Page extract:
# # # # # # #
Communications Director Matthew King Exits Heal the Bay – Part I
After 11 years at Heal the Bay, Communications Director Matthew King is hanging up his keyboard. Before he heads off for a career sabbatical, he’ll offer a series of posts this week about his favorite moments and lessons learned.
Being the Communications Director for Heal the Bay is one of the easiest jobs in L.A. Our little nonprofit has brand-recognition and favorability ratings that would be the envy of any Fortune 500 company. We don’t have to spam people. Angelenos want to hear from our scientists and educators. I’ve tried to keep it pretty simple. People love the beach. Heal the Bay protects the beach. Therefore, if you love the beach, you should love Heal the Bay. It’s like that theorem in Geometry – A=B, B=C, so A=C.
Dorothy Green, Heal the Bay’s inspirational founding president, also kept things simple. She was a master communicator, who rightly noted: “Educating the populace is critically important. If politicians are going to lead, they need to already have an army of people in front of them in order to lead it.”
# # # # # # #
[Object pointing dataset listing]
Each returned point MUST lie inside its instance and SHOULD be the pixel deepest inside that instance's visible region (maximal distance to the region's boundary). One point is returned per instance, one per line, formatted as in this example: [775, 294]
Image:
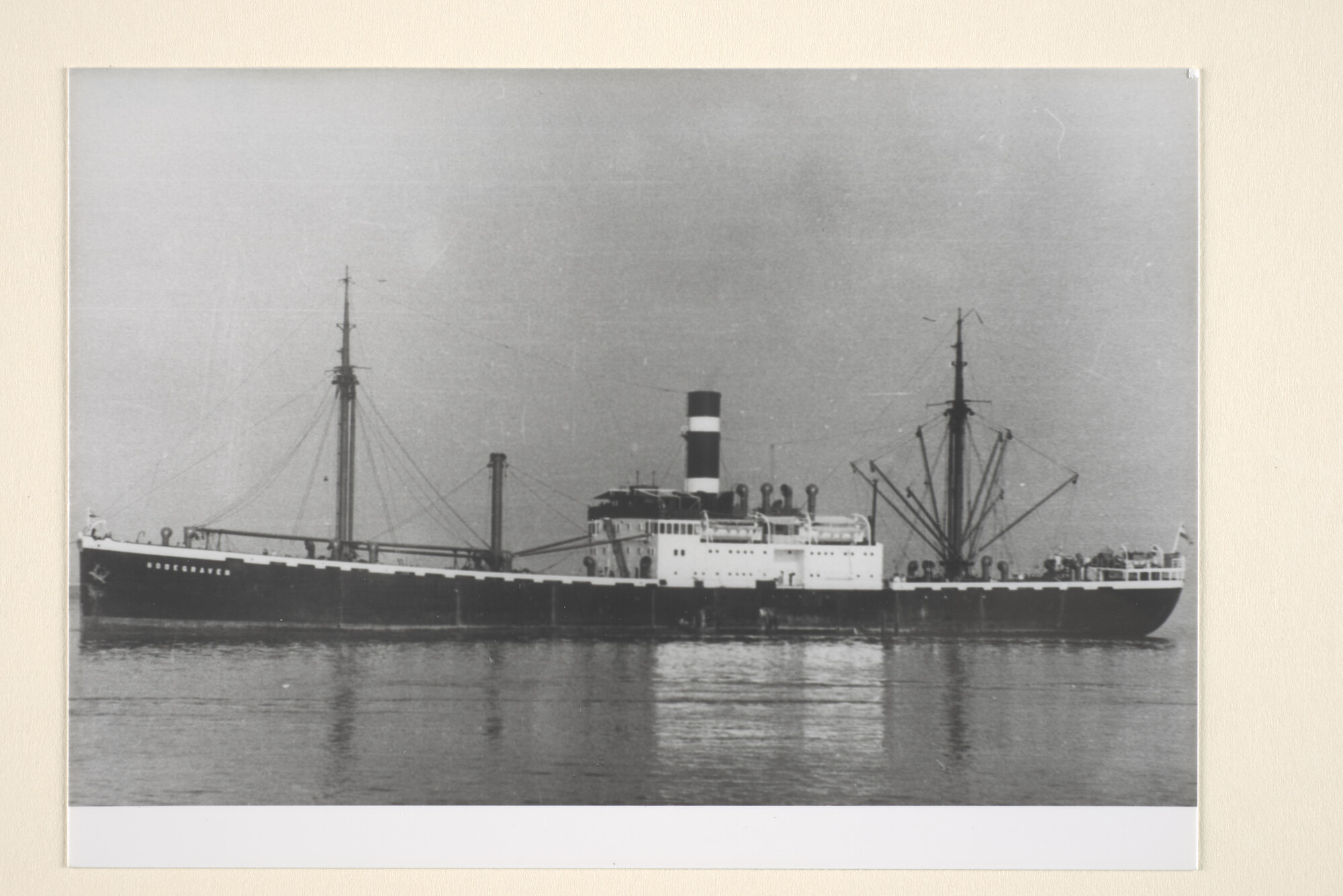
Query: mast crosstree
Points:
[954, 529]
[346, 383]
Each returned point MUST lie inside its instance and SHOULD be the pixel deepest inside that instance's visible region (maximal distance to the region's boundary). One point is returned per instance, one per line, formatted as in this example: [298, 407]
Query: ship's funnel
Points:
[702, 443]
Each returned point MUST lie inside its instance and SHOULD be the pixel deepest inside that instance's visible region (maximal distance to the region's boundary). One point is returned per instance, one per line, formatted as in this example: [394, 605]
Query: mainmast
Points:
[957, 415]
[346, 383]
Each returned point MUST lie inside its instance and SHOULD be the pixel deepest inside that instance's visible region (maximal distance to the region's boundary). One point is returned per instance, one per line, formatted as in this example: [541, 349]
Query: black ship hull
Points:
[139, 584]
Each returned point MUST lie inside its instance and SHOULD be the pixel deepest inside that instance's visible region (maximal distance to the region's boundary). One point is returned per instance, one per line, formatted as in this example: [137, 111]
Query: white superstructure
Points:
[796, 552]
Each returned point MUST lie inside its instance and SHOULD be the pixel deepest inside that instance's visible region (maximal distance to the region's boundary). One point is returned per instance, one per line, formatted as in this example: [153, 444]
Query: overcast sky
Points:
[545, 262]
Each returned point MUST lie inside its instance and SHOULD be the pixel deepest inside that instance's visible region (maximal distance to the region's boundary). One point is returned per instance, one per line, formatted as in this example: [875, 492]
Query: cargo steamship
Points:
[656, 561]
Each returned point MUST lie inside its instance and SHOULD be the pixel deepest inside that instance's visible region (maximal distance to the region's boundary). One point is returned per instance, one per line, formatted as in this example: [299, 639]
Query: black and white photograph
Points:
[633, 438]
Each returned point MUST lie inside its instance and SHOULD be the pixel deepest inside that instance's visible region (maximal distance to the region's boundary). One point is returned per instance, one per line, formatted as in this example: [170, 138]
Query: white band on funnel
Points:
[704, 424]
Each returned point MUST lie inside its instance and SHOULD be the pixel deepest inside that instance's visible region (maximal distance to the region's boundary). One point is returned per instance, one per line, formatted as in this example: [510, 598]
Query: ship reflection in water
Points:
[217, 719]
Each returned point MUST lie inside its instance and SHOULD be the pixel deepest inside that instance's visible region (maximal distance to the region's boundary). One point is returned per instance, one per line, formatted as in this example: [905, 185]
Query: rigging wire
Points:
[248, 498]
[413, 485]
[515, 349]
[425, 510]
[312, 475]
[212, 415]
[428, 481]
[122, 505]
[378, 482]
[558, 513]
[542, 482]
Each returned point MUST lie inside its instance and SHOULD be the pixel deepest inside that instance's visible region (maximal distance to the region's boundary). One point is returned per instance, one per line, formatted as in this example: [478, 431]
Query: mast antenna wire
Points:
[378, 482]
[212, 415]
[542, 482]
[542, 358]
[271, 475]
[122, 503]
[312, 475]
[428, 481]
[425, 510]
[413, 485]
[549, 505]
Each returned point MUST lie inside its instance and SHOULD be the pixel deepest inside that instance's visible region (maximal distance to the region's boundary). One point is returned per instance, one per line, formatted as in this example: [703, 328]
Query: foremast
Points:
[956, 536]
[346, 383]
[957, 415]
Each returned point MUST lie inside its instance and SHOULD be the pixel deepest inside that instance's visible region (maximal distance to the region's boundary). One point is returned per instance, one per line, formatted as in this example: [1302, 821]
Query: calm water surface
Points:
[320, 719]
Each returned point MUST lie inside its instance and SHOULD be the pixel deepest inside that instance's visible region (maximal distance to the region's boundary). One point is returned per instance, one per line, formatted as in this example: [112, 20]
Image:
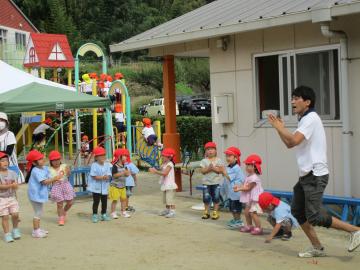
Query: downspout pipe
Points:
[345, 114]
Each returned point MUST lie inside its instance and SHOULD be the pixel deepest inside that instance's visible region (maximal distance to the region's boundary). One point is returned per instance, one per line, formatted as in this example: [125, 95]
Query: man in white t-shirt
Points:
[309, 141]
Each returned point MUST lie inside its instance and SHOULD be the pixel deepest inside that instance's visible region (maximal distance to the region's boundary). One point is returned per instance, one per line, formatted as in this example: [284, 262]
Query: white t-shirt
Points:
[119, 117]
[148, 131]
[41, 128]
[311, 152]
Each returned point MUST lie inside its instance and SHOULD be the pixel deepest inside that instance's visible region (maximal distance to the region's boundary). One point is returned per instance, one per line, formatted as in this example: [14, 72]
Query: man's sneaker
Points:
[171, 214]
[312, 252]
[95, 218]
[105, 217]
[16, 234]
[215, 215]
[38, 234]
[164, 212]
[354, 241]
[114, 215]
[286, 236]
[8, 238]
[125, 214]
[206, 215]
[237, 224]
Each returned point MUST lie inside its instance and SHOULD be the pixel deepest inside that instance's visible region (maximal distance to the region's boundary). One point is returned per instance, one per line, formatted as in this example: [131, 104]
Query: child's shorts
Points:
[117, 193]
[235, 206]
[8, 206]
[255, 207]
[169, 197]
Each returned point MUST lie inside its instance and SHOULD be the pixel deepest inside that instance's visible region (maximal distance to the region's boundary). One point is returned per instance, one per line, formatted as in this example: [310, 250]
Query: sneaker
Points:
[312, 252]
[61, 221]
[125, 214]
[114, 215]
[16, 234]
[246, 229]
[171, 214]
[354, 241]
[206, 215]
[286, 236]
[8, 238]
[256, 231]
[237, 224]
[95, 218]
[38, 234]
[164, 212]
[105, 217]
[215, 215]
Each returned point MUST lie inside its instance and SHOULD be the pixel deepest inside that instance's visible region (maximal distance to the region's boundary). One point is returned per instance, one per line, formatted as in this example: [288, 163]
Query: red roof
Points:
[47, 47]
[12, 17]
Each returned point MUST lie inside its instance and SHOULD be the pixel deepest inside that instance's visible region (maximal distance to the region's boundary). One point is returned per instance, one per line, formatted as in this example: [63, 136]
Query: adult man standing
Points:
[309, 140]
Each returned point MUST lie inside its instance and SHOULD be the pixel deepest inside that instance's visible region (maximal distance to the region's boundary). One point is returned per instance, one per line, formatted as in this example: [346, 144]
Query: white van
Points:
[156, 107]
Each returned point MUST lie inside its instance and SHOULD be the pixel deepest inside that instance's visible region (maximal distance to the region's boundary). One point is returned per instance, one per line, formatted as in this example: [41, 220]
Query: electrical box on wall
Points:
[224, 108]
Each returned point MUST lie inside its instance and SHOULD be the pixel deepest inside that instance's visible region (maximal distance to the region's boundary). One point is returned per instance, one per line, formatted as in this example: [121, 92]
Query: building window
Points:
[20, 40]
[3, 33]
[279, 74]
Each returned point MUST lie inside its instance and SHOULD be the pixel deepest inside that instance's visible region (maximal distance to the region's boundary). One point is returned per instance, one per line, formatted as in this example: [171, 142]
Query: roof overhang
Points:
[294, 18]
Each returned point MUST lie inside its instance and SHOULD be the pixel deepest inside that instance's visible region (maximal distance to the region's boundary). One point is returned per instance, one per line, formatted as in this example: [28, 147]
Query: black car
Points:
[195, 106]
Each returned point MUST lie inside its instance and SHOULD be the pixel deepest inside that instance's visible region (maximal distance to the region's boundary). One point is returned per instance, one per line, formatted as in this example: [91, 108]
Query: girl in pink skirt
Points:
[62, 191]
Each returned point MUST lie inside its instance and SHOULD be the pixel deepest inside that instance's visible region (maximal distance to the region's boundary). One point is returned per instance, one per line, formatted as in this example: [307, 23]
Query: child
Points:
[149, 133]
[167, 181]
[250, 191]
[234, 176]
[131, 180]
[38, 179]
[85, 146]
[9, 206]
[280, 216]
[61, 191]
[98, 183]
[118, 184]
[211, 168]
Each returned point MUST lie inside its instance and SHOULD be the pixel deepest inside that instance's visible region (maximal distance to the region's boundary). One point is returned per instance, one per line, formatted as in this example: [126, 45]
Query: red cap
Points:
[168, 152]
[118, 76]
[254, 160]
[99, 151]
[103, 76]
[210, 145]
[147, 122]
[2, 154]
[235, 152]
[32, 156]
[266, 198]
[54, 155]
[47, 121]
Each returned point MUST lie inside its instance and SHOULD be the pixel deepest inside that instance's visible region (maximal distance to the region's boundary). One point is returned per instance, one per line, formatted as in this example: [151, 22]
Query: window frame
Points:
[292, 121]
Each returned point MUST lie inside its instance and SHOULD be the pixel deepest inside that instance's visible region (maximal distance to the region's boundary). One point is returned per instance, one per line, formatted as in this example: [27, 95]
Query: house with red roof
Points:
[15, 29]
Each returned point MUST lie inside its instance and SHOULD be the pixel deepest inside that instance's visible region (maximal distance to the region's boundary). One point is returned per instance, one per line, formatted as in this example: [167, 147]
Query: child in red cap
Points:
[98, 183]
[38, 178]
[280, 217]
[167, 181]
[62, 191]
[9, 206]
[249, 195]
[211, 168]
[233, 176]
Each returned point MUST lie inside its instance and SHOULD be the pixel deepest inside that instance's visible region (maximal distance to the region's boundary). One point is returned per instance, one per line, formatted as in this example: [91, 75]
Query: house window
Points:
[279, 74]
[3, 33]
[20, 40]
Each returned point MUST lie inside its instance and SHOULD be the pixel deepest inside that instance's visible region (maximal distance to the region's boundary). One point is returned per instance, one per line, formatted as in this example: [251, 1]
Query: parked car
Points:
[156, 107]
[196, 106]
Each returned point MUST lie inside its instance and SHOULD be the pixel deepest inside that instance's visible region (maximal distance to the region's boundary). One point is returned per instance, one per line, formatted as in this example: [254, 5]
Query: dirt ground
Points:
[148, 241]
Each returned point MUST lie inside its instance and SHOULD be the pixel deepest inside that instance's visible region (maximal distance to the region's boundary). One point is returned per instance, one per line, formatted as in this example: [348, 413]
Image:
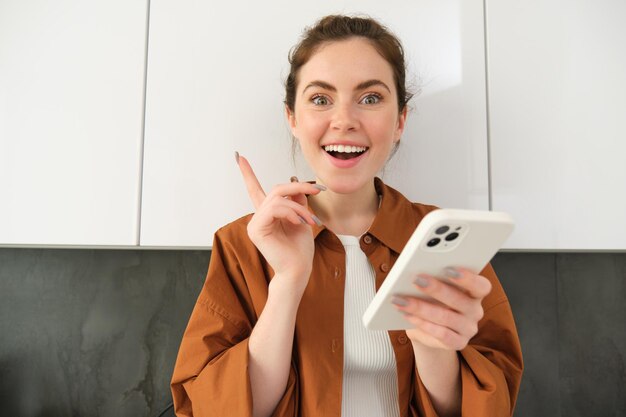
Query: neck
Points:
[347, 214]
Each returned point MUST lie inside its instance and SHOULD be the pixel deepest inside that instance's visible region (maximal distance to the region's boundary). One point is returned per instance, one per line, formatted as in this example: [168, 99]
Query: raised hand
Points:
[280, 227]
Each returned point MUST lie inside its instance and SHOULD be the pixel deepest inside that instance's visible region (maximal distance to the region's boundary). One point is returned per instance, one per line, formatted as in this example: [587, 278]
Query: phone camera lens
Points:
[433, 242]
[441, 230]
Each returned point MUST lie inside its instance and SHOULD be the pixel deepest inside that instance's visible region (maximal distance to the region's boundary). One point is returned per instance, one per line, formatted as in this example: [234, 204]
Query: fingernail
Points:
[422, 282]
[399, 301]
[452, 272]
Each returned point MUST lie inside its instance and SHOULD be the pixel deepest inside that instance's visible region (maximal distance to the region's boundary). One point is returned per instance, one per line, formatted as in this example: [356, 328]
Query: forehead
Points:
[346, 63]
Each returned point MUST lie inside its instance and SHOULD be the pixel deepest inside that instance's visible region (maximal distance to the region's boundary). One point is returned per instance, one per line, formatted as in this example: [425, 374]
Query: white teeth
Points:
[344, 148]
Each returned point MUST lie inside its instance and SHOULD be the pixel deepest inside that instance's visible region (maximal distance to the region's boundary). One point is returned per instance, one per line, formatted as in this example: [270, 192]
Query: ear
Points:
[291, 119]
[401, 124]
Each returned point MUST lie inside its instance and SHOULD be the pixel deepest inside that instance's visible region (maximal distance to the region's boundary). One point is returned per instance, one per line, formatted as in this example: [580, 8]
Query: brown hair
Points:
[335, 28]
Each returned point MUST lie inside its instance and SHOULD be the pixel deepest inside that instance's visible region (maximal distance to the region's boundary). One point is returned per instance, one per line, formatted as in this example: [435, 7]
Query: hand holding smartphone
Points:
[444, 238]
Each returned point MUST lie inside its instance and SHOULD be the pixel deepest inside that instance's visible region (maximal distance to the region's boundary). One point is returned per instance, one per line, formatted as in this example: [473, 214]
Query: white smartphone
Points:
[444, 238]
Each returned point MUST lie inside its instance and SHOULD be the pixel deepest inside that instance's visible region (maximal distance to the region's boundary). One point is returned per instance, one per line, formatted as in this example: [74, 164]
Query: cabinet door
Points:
[215, 85]
[557, 104]
[71, 111]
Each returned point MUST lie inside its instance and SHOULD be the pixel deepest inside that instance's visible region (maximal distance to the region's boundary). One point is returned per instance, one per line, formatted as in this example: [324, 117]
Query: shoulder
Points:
[233, 237]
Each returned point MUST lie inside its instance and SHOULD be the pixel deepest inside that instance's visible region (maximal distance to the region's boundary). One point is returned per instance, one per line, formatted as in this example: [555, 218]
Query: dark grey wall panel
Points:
[92, 332]
[592, 334]
[96, 332]
[530, 284]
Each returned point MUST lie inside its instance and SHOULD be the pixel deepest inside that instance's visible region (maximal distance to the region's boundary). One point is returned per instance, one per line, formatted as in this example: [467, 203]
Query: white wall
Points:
[71, 111]
[215, 85]
[557, 104]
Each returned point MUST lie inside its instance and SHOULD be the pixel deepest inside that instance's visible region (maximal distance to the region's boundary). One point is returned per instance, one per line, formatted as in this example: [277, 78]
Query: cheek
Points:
[311, 127]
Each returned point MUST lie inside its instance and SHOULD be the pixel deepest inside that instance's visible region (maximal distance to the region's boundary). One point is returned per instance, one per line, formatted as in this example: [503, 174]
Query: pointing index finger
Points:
[255, 191]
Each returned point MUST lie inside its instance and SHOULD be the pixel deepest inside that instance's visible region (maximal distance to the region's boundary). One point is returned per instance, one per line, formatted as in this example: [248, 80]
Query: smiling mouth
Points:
[344, 152]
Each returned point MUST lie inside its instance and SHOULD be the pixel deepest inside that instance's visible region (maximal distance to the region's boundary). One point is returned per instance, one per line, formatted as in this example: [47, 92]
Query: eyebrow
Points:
[360, 86]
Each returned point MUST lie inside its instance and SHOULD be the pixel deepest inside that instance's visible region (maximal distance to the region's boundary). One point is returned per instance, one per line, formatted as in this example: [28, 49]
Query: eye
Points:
[371, 98]
[320, 100]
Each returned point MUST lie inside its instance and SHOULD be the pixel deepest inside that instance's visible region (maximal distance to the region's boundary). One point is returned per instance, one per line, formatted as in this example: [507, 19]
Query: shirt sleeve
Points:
[211, 373]
[491, 365]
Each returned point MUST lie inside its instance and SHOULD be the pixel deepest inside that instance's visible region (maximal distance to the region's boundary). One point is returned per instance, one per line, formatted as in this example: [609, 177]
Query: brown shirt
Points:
[211, 373]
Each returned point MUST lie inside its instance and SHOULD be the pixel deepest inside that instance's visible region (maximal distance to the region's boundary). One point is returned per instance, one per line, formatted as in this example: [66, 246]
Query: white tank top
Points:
[370, 379]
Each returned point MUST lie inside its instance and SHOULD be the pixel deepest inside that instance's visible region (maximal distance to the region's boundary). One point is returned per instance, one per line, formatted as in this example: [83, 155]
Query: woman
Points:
[276, 330]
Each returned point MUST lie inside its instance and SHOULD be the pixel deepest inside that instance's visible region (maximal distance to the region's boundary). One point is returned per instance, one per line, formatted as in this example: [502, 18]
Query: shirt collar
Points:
[395, 221]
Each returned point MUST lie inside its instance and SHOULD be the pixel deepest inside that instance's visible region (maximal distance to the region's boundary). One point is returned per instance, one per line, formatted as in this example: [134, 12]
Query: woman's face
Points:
[346, 115]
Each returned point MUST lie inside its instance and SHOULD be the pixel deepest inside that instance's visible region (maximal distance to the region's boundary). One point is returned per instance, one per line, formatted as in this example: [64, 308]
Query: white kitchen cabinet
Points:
[71, 112]
[215, 85]
[557, 106]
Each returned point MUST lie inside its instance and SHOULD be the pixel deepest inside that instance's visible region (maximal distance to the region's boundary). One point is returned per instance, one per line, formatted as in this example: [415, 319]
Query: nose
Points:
[345, 118]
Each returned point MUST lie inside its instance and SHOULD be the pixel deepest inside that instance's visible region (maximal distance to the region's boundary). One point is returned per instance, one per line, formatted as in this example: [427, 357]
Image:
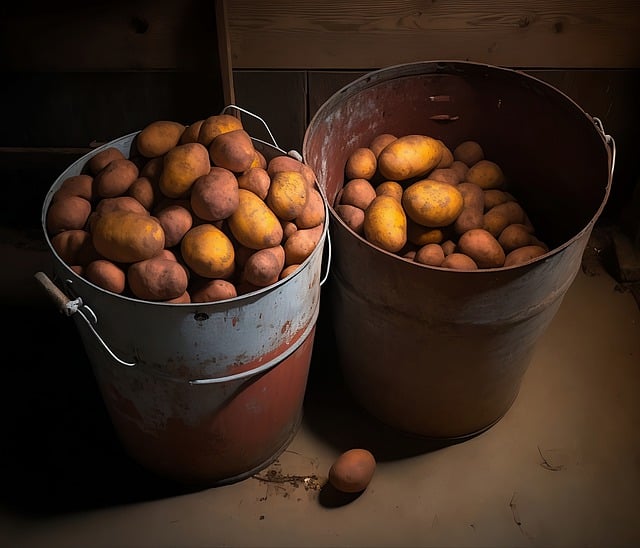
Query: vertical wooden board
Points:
[279, 98]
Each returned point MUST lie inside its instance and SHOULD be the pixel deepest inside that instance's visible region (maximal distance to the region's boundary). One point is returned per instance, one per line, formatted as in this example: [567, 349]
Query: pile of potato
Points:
[415, 197]
[195, 214]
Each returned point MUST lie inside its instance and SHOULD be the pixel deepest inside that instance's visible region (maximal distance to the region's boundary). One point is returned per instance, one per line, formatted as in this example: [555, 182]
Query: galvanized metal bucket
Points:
[204, 394]
[441, 353]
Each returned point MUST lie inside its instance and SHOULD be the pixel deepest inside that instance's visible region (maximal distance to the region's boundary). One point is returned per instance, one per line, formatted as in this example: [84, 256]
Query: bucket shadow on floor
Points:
[333, 414]
[60, 453]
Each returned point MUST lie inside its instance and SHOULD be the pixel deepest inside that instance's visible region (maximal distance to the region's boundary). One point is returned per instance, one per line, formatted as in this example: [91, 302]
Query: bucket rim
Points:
[448, 66]
[251, 296]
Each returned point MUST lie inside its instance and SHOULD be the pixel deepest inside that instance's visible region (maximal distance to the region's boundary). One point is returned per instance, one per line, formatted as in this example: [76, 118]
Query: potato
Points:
[514, 236]
[448, 246]
[313, 213]
[208, 251]
[445, 175]
[432, 203]
[390, 188]
[469, 152]
[472, 214]
[288, 163]
[152, 169]
[430, 254]
[216, 125]
[422, 235]
[409, 156]
[176, 220]
[182, 165]
[233, 150]
[263, 267]
[214, 196]
[460, 169]
[352, 216]
[486, 174]
[408, 254]
[75, 247]
[121, 203]
[145, 191]
[385, 224]
[503, 215]
[357, 192]
[381, 141]
[253, 223]
[127, 237]
[361, 164]
[158, 138]
[208, 290]
[100, 160]
[67, 213]
[107, 275]
[256, 179]
[76, 185]
[459, 261]
[301, 244]
[157, 279]
[288, 194]
[115, 178]
[482, 247]
[352, 471]
[524, 254]
[191, 133]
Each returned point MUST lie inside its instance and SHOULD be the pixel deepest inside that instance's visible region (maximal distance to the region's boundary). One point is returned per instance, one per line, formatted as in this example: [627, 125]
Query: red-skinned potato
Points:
[263, 267]
[107, 275]
[157, 279]
[214, 196]
[74, 247]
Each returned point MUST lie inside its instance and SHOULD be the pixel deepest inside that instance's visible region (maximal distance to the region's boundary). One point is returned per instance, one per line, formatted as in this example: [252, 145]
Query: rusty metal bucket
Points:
[441, 353]
[204, 394]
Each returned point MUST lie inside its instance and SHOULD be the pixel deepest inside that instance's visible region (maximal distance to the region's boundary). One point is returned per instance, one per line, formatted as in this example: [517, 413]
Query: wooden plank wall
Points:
[77, 74]
[289, 56]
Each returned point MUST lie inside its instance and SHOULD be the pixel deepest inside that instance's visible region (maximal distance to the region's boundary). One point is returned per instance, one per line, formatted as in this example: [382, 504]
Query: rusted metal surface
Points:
[202, 393]
[442, 353]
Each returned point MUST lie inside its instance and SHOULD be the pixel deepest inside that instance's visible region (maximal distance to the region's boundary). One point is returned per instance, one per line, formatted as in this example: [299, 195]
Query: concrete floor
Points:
[561, 468]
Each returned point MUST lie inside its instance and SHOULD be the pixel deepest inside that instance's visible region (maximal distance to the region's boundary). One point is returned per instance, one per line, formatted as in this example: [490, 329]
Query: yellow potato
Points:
[208, 252]
[385, 224]
[253, 223]
[409, 156]
[288, 194]
[157, 138]
[432, 203]
[182, 165]
[361, 164]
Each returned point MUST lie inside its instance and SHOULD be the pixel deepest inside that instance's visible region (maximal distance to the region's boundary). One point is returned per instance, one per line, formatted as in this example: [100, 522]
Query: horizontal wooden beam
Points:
[360, 34]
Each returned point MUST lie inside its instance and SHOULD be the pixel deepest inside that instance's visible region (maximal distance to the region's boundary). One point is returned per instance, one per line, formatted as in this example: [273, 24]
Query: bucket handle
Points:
[609, 140]
[69, 307]
[294, 154]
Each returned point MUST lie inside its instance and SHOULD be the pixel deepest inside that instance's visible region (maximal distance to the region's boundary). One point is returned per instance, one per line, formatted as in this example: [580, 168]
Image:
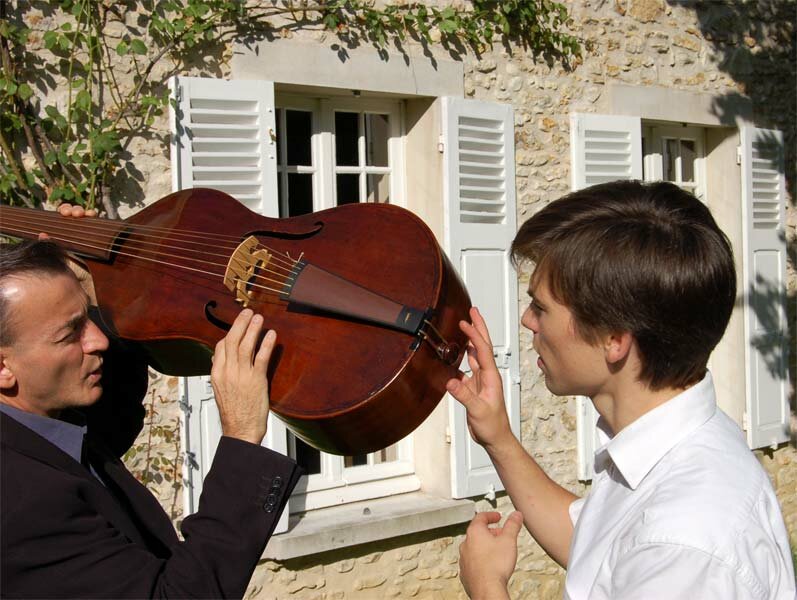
# # # # # # #
Requirement 1:
Answer these questions about the Heal the Bay post:
(a) How many years was Matthew King at Heal the Bay?
(b) What theorem from Geometry does the post compare its reasoning to?
(c) What role did Dorothy Green hold at Heal the Bay?
Requirement 2: Pull out every line of the listing that contains the string "floor".

Written response 1:
(a) 11 years
(b) A=B, B=C, so A=C
(c) Founding president

Written response 2:
Query: bucket shadow on floor
Query: concrete floor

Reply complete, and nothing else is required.